Your task:
Images are to be excluded, and the rest of the data repeated exactly.

============================================================

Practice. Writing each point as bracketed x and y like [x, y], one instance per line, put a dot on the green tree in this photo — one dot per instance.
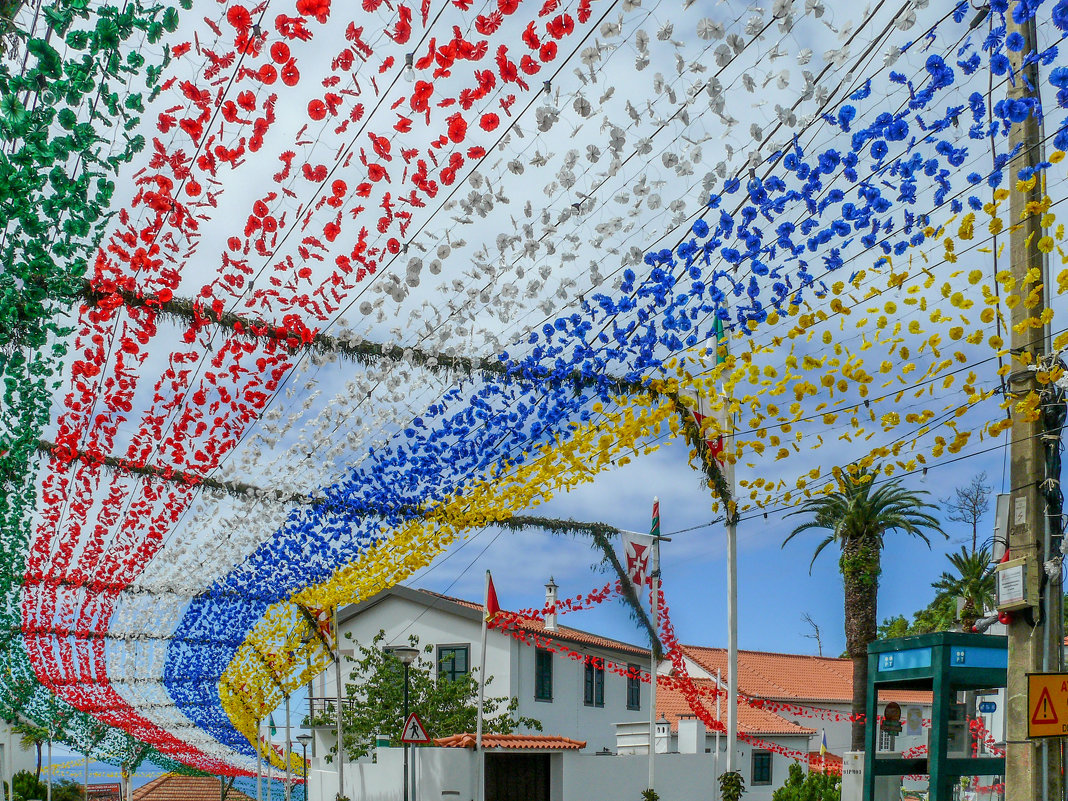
[31, 737]
[811, 786]
[858, 515]
[445, 707]
[973, 581]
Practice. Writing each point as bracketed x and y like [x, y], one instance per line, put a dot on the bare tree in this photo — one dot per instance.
[815, 631]
[969, 504]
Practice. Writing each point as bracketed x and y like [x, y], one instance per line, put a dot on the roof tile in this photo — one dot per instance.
[525, 742]
[794, 676]
[174, 787]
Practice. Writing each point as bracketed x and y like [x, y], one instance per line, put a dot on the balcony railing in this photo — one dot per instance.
[325, 710]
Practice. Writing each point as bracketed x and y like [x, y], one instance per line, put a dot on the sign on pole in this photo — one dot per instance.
[414, 732]
[1047, 704]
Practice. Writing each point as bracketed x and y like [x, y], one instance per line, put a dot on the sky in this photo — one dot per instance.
[775, 584]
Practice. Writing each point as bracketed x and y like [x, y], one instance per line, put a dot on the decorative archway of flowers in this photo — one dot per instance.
[186, 469]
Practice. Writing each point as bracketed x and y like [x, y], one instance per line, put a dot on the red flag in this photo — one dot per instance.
[492, 608]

============================================================

Exercise output:
Practice. Writing each point as bracketed x and y like [x, y], one instance per line, put a dot on the green tree in this photo — one dot per instance.
[31, 737]
[811, 786]
[858, 515]
[445, 707]
[973, 581]
Practice. Writing each point as bracketed x and y like [x, y], one instance per line, put a dot on the bare tree in this photo — one dot per instance.
[815, 631]
[969, 504]
Practice. Writing each point as bracketed x and y like [x, y], one instance per line, put a dot on the roof tile in this photo — one dot per instance.
[525, 742]
[794, 676]
[174, 787]
Practice. Writing each point as bracketed x and y like [x, y], one instance per line, put a dot on the balcony railing in this photo — one dot per instance.
[325, 710]
Practice. Writing each point as bracketed x and y like [x, y], one instance per line, put a dot on the sign on pole in this photo — one dot per instance.
[414, 732]
[1047, 704]
Practice. Writing each point as bracketed x and y like [x, y], one instance per line, put a dot on the sky in this photo — one dot per instance.
[775, 584]
Practice. Writing each point as bracketed x and y like [x, y], one instance per line, put a dot on the decorative archway of flowers in this photo — one dot per instance.
[186, 469]
Practice. Writing each point as bracketed x and y like [x, y], one instance per line, put a dot on the red flag in this photo — one dot per instance.
[492, 608]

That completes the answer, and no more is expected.